(Pointing and labeling entries)

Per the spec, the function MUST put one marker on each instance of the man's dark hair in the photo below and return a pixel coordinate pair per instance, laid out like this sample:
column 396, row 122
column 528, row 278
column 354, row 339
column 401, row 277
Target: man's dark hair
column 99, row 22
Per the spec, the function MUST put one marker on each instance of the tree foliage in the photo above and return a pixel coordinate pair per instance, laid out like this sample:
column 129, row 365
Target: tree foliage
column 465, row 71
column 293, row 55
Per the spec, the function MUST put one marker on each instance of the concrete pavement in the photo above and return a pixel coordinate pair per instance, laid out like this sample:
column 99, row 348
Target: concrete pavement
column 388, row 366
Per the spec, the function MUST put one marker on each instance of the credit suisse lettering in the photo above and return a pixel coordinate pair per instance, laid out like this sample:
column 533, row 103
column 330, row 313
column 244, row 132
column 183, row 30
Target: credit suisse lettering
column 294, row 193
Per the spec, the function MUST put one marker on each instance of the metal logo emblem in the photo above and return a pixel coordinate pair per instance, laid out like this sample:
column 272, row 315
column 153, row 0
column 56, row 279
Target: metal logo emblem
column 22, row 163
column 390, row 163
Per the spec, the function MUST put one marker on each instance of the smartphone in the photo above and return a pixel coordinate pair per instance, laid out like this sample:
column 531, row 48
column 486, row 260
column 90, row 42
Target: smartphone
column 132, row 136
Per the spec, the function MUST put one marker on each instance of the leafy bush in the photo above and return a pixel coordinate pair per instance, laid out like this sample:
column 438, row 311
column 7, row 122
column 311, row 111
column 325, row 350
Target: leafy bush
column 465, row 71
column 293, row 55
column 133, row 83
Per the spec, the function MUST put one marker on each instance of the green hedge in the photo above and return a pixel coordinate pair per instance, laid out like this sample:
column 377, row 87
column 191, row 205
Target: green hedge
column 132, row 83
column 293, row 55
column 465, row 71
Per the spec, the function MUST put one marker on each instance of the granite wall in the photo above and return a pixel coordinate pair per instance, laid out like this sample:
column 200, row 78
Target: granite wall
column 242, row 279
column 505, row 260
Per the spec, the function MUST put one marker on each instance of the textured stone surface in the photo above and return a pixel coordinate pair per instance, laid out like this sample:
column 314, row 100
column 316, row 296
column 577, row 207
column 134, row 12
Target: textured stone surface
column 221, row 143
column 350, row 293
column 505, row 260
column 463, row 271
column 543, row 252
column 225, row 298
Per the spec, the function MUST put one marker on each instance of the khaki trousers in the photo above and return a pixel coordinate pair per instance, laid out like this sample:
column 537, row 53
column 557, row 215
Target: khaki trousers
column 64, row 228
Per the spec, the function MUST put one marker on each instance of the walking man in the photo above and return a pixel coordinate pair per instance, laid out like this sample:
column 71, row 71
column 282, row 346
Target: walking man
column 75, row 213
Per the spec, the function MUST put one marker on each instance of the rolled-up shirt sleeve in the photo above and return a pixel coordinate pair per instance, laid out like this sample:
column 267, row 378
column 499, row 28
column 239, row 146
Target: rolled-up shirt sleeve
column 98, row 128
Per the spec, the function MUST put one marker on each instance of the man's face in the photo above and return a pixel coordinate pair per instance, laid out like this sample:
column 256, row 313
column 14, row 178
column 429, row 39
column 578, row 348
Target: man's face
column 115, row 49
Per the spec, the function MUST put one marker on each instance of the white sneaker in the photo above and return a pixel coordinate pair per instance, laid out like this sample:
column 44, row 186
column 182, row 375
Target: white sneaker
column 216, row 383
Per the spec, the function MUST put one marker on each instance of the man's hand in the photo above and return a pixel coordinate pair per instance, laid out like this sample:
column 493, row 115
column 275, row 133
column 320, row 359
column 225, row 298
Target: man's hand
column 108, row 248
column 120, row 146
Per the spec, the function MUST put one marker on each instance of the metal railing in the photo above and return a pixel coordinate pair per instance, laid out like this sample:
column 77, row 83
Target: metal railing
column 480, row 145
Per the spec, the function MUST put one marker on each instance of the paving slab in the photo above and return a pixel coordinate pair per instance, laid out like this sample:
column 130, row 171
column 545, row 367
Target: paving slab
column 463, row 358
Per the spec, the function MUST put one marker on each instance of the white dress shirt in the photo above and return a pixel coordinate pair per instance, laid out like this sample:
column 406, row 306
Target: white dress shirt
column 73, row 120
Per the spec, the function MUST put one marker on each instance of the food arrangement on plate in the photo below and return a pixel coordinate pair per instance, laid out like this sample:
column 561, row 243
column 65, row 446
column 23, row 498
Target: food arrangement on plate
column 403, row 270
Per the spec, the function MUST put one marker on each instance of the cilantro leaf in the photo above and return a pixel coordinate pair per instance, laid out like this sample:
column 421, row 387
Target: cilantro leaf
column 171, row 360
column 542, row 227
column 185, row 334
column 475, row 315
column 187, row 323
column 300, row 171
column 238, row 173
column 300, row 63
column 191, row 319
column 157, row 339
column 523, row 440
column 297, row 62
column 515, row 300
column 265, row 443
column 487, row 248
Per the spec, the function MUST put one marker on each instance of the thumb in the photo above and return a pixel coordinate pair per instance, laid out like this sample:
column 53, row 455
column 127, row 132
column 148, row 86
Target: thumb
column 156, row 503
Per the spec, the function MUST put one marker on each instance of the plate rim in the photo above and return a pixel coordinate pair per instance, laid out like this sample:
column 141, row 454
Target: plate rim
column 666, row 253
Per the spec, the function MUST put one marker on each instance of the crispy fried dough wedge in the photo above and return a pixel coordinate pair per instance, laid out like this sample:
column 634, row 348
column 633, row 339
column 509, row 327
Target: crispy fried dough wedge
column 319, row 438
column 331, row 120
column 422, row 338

WORK REQUIRED ▸ Return, word for word, the entries from the line that contains "of the plate" through the last line of the entries.

WRITTEN ANSWER ▸
Per the spec, the function MUST put one marker on each instance of the plate rim in the photo above and return a pixel coordinate pair per instance, laid out like this sample:
column 141, row 454
Target: plate rim
column 666, row 253
Per the spec, the function MUST put one marker on each instance of the crispy fried dough wedge in the photo above and return a pixel coordinate pair per instance, laid out like this sample:
column 634, row 348
column 633, row 339
column 509, row 327
Target: crispy fried dough wedge
column 319, row 438
column 331, row 120
column 422, row 338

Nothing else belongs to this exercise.